TEXT PASSAGE:
=== Begin Enclosure ===

Isolation and characterization of extracellular vesicles isolated from murine BM-MSCs. (A) Experimental protocol for isolation of microparticles (MPs) and exosomes (Exos) using differential ultracentrifugation. (B) Size of MPs (up) and Exos (down) detected in 200 µL by Dynamic Light Scattering analysis (C) Number and size of MPs (up) and Exos (down) detected in 1 mL (corresponding to 1 µg EV equivalent proteins) by Nano Tracking Analysis. (D) Representative images of Exos and MPs by transmission electron microscopy. (E) Expression of BM-MSC membrane markers (Sca-1, CD44, CD29) and of exosomal markers (CD9, CD81) on MPs (top) and Exos (bottom) isolated from naïve BM-MSCs as analysed by flow cytometry.

Figure 2

MPs and Exos isolated from TGFβ3-pretreated BM-MSCs exerted high chondroprotective effect on OA-like chondrocytes. Primary murine chondrocytes were pretreated with 1 ng/mL IL-1β (IL) or not (NT) for 24 h before addition of different amounts of MPs or Exos (1: 12.5 ng; 2: 125 ng; 3: 1.25 µg), 1 mL TGFβ3-pretreated pre-centrifugation (Pr) or post-ultracentrifugation (Po) BM-MSC-CM or TGFβ3-pretreated BM-MSCs (10⁵ cells) on top of a transwell membrane (Tw). Expression of chondrocyte markers was quantified by RT-qPCR after 24h (n = 10). *: p < 0.05 as compared to IL1-β-treated OA-like chondrocytes; #: p < 0.05 as compared to indicated groups.

=== End Enclosure ===

YOUR ASSIGNMENT:
Please reproduce the figure legends on stem cell vesicles word for word, starting with "MPs and Exos" and going on through "to indicated groups.".

EXTRACTED RECORDS:
=== Begin Enclosure ===

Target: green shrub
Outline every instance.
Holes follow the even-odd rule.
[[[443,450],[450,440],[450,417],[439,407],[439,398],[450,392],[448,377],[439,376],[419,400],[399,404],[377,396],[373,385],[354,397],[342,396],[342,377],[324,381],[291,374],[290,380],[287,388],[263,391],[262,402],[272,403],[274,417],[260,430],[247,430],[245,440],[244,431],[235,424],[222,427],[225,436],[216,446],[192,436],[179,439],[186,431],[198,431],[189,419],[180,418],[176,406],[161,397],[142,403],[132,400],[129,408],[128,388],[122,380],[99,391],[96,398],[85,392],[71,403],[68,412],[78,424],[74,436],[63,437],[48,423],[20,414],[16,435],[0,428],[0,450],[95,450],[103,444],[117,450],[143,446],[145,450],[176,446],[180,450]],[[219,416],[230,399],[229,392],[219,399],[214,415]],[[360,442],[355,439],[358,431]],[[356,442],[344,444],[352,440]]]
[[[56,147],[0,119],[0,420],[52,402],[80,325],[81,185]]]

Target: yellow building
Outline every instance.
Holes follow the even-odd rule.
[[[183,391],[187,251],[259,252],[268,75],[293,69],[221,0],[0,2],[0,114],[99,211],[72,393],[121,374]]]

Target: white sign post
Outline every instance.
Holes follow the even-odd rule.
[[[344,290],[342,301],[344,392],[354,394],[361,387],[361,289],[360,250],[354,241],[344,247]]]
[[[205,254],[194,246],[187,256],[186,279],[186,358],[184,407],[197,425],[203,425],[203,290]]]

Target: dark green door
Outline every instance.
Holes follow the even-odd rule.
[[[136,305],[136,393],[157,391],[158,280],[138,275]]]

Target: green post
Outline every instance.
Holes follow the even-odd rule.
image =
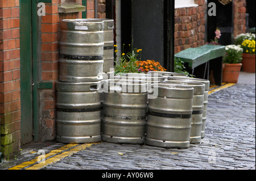
[[[1,119],[0,118],[0,151],[1,151]],[[3,154],[0,152],[0,162],[2,162],[3,160]]]
[[[86,7],[86,0],[82,0],[82,5],[84,6],[85,7]],[[85,8],[85,11],[82,11],[82,18],[86,18],[87,16],[86,16],[86,12],[87,12],[87,10],[86,10],[86,8]]]

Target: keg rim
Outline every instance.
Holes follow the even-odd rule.
[[[98,19],[65,19],[61,20],[61,22],[74,22],[74,23],[81,23],[81,22],[102,22],[102,20],[101,20]]]
[[[193,87],[189,86],[184,86],[184,85],[179,85],[177,84],[168,84],[168,83],[153,83],[151,84],[151,86],[156,86],[156,87],[160,87],[162,89],[182,89],[184,90],[185,89],[185,90],[194,90],[194,88]]]
[[[184,86],[205,86],[205,84],[196,81],[189,81],[188,80],[165,80],[163,81],[163,83],[174,83],[174,84],[179,84]],[[187,85],[185,84],[187,83]]]
[[[154,73],[156,73],[158,74],[159,75],[162,75],[162,76],[164,77],[188,77],[187,75],[184,74],[181,74],[181,73],[176,73],[176,72],[172,72],[172,71],[148,71],[147,73],[148,74],[154,74]],[[166,74],[166,75],[165,75],[165,74]],[[175,75],[168,75],[168,74],[176,75],[176,76]],[[179,75],[180,75],[180,76],[179,76]]]

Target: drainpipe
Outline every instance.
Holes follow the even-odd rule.
[[[1,119],[0,119],[0,148],[1,147]],[[3,160],[3,154],[0,152],[0,163],[2,162]]]
[[[94,0],[94,18],[98,18],[98,0]]]

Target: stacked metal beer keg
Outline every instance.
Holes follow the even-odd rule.
[[[110,39],[113,41],[111,36],[104,43],[105,22],[112,24],[107,27],[113,33],[113,20],[110,19],[65,19],[60,22],[59,82],[56,83],[58,142],[101,140],[97,85],[103,79],[104,49],[108,47],[113,52],[113,45],[109,42]],[[114,65],[111,53],[108,52],[107,57],[106,70]]]
[[[166,71],[112,78],[113,27],[104,19],[60,23],[56,141],[178,148],[200,143],[209,81]]]

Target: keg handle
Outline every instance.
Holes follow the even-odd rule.
[[[76,25],[75,27],[75,30],[88,30],[88,27],[86,26],[79,26],[79,25]]]
[[[110,29],[110,30],[114,29],[114,24],[112,24],[112,26],[111,27],[108,26],[108,28]]]
[[[92,91],[97,91],[97,85],[93,85],[90,87],[90,90]]]

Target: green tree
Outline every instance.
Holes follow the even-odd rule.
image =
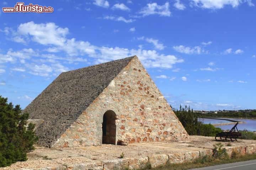
[[[7,98],[0,96],[0,167],[27,159],[26,153],[34,149],[38,140],[34,124],[27,126],[28,113],[21,114],[20,105],[14,107]]]
[[[203,124],[198,121],[197,114],[191,109],[190,106],[185,106],[185,108],[180,106],[180,110],[173,109],[185,129],[189,135],[213,136],[216,134],[221,132],[221,129],[215,128],[210,124]]]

=== End Enclosure ===

ANSWER:
MPs and Exos isolated from TGFβ3-pretreated BM-MSCs exerted high chondroprotective effect on OA-like chondrocytes. Primary murine chondrocytes were pretreated with 1 ng/mL IL-1β (IL) or not (NT) for 24 h before addition of different amounts of MPs or Exos (1: 12.5 ng; 2: 125 ng; 3: 1.25 µg), 1 mL TGFβ3-pretreated pre-centrifugation (Pr) or post-ultracentrifugation (Po) BM-MSC-CM or TGFβ3-pretreated BM-MSCs (10⁵ cells) on top of a transwell membrane (Tw). Expression of chondrocyte markers was quantified by RT-qPCR after 24h (n = 10). *: p < 0.05 as compared to IL1-β-treated OA-like chondrocytes; #: p < 0.05 as compared to indicated groups.